====== Dati forniti ======

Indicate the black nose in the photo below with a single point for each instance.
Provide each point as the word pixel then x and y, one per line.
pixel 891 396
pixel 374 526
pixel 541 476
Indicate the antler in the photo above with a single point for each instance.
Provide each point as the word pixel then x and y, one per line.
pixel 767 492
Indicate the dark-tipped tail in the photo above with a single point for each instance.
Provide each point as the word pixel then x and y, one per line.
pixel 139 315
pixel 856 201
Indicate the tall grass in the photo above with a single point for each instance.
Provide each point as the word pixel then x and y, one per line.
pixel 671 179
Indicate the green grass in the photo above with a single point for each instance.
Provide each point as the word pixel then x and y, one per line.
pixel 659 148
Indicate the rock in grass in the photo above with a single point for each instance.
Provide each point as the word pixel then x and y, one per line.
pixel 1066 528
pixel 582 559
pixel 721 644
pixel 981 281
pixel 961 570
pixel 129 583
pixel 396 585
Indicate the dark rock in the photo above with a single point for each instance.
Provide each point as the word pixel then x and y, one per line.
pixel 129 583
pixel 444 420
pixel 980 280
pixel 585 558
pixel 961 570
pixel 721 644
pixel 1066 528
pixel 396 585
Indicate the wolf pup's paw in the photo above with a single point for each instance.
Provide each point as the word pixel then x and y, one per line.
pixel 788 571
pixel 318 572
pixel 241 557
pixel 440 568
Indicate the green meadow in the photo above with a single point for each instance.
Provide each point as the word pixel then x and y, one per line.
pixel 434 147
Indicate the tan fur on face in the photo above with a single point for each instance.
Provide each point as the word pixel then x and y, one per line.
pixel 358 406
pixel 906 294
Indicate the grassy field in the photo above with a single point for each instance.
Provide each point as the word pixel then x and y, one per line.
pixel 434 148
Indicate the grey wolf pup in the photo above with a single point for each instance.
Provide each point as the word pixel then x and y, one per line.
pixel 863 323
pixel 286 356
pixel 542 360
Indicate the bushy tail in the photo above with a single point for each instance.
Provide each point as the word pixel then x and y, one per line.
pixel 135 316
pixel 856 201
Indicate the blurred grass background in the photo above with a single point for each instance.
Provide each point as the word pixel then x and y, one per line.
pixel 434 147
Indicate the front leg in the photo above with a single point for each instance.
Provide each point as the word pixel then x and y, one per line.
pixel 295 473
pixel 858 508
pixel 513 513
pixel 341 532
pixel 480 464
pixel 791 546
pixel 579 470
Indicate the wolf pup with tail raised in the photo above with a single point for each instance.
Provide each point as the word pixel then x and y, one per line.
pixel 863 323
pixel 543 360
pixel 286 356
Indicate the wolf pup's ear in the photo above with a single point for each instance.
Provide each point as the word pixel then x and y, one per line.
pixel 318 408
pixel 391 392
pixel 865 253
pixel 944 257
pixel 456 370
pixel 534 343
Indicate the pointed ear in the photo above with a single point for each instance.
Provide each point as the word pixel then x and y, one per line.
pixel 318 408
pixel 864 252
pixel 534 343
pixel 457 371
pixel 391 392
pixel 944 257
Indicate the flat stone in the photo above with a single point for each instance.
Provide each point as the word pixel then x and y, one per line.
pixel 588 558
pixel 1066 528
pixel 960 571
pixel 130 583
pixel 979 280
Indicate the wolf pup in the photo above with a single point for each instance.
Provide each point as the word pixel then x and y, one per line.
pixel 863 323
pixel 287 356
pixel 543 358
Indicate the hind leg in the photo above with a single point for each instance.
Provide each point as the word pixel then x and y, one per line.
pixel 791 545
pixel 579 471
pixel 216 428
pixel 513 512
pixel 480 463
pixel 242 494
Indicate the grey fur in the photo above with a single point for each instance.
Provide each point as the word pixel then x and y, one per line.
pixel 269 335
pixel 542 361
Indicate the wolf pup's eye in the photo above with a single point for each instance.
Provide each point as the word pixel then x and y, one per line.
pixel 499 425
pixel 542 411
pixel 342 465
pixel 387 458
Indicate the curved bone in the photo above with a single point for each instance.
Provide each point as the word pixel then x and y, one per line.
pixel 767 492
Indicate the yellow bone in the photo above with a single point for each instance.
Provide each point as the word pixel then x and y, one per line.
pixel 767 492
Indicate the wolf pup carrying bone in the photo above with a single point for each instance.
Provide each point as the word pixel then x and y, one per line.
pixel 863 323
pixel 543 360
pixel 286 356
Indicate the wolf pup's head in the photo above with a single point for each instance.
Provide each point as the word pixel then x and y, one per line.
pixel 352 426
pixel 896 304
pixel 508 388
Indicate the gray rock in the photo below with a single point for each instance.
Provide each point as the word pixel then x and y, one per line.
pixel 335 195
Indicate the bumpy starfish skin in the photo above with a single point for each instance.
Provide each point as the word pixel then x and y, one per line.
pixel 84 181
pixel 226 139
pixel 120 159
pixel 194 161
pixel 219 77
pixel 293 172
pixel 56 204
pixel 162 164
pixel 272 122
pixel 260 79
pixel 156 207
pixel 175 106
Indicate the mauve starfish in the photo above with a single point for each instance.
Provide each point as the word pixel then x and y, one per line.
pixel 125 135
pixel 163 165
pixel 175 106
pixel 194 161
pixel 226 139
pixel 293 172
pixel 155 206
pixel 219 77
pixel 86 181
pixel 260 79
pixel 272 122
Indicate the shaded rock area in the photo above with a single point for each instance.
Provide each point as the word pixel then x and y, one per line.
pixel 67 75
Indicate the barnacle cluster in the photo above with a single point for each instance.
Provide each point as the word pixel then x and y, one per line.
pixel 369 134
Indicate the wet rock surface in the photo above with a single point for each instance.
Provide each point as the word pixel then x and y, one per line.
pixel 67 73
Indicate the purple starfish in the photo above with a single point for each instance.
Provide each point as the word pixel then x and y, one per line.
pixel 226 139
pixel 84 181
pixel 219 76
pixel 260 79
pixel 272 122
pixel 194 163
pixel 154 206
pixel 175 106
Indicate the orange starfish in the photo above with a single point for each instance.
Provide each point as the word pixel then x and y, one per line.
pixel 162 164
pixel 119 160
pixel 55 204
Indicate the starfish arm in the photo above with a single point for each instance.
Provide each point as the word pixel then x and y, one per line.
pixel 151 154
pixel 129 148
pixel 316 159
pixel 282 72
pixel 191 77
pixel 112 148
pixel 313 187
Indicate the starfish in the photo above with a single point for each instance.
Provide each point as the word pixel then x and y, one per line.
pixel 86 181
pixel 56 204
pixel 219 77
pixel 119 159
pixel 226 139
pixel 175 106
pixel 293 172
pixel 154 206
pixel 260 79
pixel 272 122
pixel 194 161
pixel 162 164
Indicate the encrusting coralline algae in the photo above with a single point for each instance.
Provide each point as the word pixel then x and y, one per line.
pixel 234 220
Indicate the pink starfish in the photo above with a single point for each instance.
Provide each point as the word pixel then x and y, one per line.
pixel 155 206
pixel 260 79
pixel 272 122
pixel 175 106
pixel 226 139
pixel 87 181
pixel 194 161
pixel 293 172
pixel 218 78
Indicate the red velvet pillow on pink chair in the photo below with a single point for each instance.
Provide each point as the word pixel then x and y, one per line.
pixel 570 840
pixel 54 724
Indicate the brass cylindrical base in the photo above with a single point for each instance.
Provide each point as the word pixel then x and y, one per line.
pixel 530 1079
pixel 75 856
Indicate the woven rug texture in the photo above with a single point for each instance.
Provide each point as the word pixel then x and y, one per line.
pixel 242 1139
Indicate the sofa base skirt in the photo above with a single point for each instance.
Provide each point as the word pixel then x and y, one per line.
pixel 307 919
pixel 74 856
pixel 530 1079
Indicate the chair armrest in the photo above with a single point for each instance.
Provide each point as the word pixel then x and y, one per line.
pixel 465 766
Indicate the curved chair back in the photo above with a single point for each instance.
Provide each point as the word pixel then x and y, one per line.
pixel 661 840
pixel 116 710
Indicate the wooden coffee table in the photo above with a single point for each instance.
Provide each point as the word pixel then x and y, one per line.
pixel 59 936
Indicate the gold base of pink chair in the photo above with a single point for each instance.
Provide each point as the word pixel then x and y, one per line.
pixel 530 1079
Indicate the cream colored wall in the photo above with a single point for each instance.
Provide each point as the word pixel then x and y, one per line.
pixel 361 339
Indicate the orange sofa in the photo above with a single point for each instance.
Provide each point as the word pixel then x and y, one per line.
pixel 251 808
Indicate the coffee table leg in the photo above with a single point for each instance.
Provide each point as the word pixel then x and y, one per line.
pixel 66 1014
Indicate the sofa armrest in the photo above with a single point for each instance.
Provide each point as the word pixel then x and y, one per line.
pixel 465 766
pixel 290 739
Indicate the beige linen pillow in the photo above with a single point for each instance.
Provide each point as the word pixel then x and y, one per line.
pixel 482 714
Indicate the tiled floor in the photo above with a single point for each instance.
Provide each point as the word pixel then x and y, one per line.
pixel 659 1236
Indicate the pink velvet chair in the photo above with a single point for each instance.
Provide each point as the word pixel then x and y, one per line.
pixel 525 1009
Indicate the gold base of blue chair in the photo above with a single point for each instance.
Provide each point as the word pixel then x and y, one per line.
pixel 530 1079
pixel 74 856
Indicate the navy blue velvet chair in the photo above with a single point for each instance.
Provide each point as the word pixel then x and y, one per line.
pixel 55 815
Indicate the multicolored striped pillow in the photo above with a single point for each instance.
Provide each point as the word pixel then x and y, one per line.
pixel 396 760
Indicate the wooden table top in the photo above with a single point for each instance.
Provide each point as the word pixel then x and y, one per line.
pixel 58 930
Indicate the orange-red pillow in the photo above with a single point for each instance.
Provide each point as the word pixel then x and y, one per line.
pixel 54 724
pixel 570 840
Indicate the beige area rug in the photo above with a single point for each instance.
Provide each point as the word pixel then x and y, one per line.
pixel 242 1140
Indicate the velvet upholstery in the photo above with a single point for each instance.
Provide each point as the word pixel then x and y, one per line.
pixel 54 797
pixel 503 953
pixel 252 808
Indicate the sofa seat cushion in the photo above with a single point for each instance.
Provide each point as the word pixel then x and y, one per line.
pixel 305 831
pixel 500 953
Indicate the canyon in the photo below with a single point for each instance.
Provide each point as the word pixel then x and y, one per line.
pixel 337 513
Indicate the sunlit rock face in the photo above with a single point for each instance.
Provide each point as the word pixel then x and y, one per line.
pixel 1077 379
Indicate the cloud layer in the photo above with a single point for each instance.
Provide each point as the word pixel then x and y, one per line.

======

* _Obiettivo_:
Riporta senza cambiare nulla le righe dei record, dalla riga che contiene "Indicate the blurred" fino alla riga che contiene "pixel 542 361", comprese tutte e due.

* _Soluzione esercizio_:
Indicate the blurred grass background in the photo above with a single point for each instance.
Provide each point as the word pixel then x and y, one per line.
pixel 434 147
Indicate the front leg in the photo above with a single point for each instance.
Provide each point as the word pixel then x and y, one per line.
pixel 295 473
pixel 858 508
pixel 513 513
pixel 341 532
pixel 480 464
pixel 791 546
pixel 579 470
Indicate the wolf pup with tail raised in the photo above with a single point for each instance.
Provide each point as the word pixel then x and y, one per line.
pixel 863 323
pixel 543 360
pixel 286 356
Indicate the wolf pup's ear in the photo above with a single point for each instance.
Provide each point as the word pixel then x and y, one per line.
pixel 318 408
pixel 391 392
pixel 865 253
pixel 944 257
pixel 456 370
pixel 534 343
Indicate the pointed ear in the photo above with a single point for each instance.
Provide each point as the word pixel then x and y, one per line.
pixel 318 408
pixel 864 252
pixel 534 343
pixel 457 371
pixel 391 392
pixel 944 257
Indicate the flat stone in the photo above with a single point for each instance.
Provide each point as the word pixel then x and y, one per line.
pixel 588 558
pixel 1066 528
pixel 960 571
pixel 130 583
pixel 979 280
Indicate the wolf pup in the photo above with a single point for each instance.
Provide each point as the word pixel then x and y, one per line.
pixel 863 323
pixel 287 356
pixel 543 358
Indicate the hind leg in the photo above with a single point for each instance.
Provide each point as the word pixel then x and y, one per line.
pixel 791 545
pixel 579 471
pixel 216 428
pixel 513 512
pixel 480 463
pixel 242 494
Indicate the grey fur in the photo above with a single point for each instance.
Provide each point as the word pixel then x and y, one per line.
pixel 269 335
pixel 542 361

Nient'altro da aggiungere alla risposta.